-- Begin DATASET ROWS --

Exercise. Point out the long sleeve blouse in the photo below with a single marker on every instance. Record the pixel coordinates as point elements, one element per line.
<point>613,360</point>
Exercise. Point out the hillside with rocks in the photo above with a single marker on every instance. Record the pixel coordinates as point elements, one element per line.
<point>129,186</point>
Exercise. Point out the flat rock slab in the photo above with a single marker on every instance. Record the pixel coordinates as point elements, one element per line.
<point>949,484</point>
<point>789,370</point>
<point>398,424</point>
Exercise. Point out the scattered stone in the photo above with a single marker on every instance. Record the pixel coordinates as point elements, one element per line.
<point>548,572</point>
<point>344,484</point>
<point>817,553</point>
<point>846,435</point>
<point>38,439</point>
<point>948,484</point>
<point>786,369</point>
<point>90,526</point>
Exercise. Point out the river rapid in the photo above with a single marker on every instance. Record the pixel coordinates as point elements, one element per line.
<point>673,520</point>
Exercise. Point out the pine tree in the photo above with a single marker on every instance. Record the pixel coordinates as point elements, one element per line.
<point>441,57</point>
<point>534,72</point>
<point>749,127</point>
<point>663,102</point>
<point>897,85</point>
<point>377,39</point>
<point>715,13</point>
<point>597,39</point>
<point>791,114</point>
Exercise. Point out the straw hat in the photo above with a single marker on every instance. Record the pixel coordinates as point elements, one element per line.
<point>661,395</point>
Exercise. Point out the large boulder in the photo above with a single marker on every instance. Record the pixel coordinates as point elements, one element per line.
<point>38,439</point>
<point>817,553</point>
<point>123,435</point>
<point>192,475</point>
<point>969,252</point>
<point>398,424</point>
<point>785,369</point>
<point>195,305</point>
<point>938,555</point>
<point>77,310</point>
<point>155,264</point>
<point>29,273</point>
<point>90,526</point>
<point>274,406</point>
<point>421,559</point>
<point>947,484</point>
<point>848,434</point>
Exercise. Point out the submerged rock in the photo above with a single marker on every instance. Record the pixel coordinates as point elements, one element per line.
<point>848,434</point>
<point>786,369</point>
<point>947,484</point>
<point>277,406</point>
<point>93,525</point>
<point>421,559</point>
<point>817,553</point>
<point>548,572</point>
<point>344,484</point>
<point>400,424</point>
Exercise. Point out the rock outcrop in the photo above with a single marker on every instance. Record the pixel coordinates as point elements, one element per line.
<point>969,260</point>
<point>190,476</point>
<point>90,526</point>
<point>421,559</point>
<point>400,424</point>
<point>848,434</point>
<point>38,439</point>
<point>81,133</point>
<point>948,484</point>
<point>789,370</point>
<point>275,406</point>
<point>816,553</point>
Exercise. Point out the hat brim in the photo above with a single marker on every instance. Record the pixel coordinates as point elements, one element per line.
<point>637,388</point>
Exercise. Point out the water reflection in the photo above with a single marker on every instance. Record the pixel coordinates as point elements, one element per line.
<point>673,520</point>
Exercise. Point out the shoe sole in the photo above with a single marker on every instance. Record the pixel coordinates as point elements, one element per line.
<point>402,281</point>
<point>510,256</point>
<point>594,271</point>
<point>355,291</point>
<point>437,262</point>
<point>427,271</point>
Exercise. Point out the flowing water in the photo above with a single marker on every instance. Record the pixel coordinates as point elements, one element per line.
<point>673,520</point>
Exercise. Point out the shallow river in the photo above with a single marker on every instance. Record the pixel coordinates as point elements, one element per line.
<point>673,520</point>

-- End DATASET ROWS --

TASK REQUIREMENTS:
Quote all the records exactly, please, leaving none out.

EXERCISE RESULT:
Exercise. Point out the long sleeve blouse in the photo below with a single marker on every instance. Record the pixel coordinates as point elements, one element per line.
<point>613,360</point>
Exercise. Point out the hillside with rocks in the photo above with a single marker on every instance. Record the pixel coordinates as point elements, one element per line.
<point>129,186</point>
Exercise. Point out the flat rock slab in the photo above with a single marker on every instance. Record the pixel coordinates as point elements, one element per line.
<point>949,484</point>
<point>789,370</point>
<point>398,424</point>
Exercise. Point out the scattered stone in the photo above with a single marker on every instance. Record the pixel coordinates as point elements, one element per line.
<point>548,572</point>
<point>344,484</point>
<point>817,553</point>
<point>846,435</point>
<point>38,439</point>
<point>948,484</point>
<point>786,369</point>
<point>90,526</point>
Exercise. Point out the river rapid in the photo above with a single marker on every instance. Record the pixel coordinates as point elements, one element per line.
<point>673,520</point>
Exercise. Point out the pine tree in the photo above with a single marker on every instance. Record the pixel coordinates as point elements, one element per line.
<point>441,57</point>
<point>534,72</point>
<point>749,127</point>
<point>663,102</point>
<point>897,85</point>
<point>377,39</point>
<point>715,13</point>
<point>597,39</point>
<point>791,114</point>
Exercise. Point out the straw hat in the photo above with a single marker on every instance. Record the pixel coordinates as point elements, one element per line.
<point>661,395</point>
Exercise. Point out the large boulder in the photo above with a single marker on every instance. Record the pixel coordinates as point elements, one element per line.
<point>38,439</point>
<point>817,553</point>
<point>123,435</point>
<point>192,475</point>
<point>969,252</point>
<point>398,424</point>
<point>785,369</point>
<point>195,305</point>
<point>938,555</point>
<point>77,310</point>
<point>155,264</point>
<point>29,273</point>
<point>90,526</point>
<point>274,406</point>
<point>421,559</point>
<point>947,484</point>
<point>848,434</point>
Exercise. Point out the submerged rock in the photo above with a single marker on every instance. Record the pixel coordinates as point elements, one element per line.
<point>848,434</point>
<point>786,369</point>
<point>947,484</point>
<point>277,406</point>
<point>93,525</point>
<point>421,559</point>
<point>817,553</point>
<point>548,572</point>
<point>344,484</point>
<point>400,424</point>
Exercise. Point out the rock outcrop in the photo above with a single marker on every instance. Record the pixel coordinates as point elements, one element per line.
<point>969,260</point>
<point>190,476</point>
<point>90,526</point>
<point>421,559</point>
<point>400,424</point>
<point>848,434</point>
<point>38,439</point>
<point>81,133</point>
<point>948,484</point>
<point>789,370</point>
<point>275,406</point>
<point>816,553</point>
Exercise. Point out the hat brim in the photo above with a single marker on every instance. Record the pixel coordinates as point elements, one element per line.
<point>637,388</point>
Exercise. Point out the water reflection in the photo above with a single marker on every instance. Record the pixel coordinates as point elements, one element per line.
<point>673,520</point>
Exercise. Point out the shoe sole in the photo above with a single marker on every instance. Record the pixel coordinates as point elements, one element per line.
<point>402,281</point>
<point>510,256</point>
<point>594,271</point>
<point>355,291</point>
<point>437,262</point>
<point>427,271</point>
Exercise. Point out the flowing water in the photo above with a single marker on every instance. Record the pixel coordinates as point elements, one element per line.
<point>673,520</point>
Exercise. Point out the shallow river in the photo above with a single marker on every instance. Record the pixel coordinates as point elements, one element per line.
<point>673,520</point>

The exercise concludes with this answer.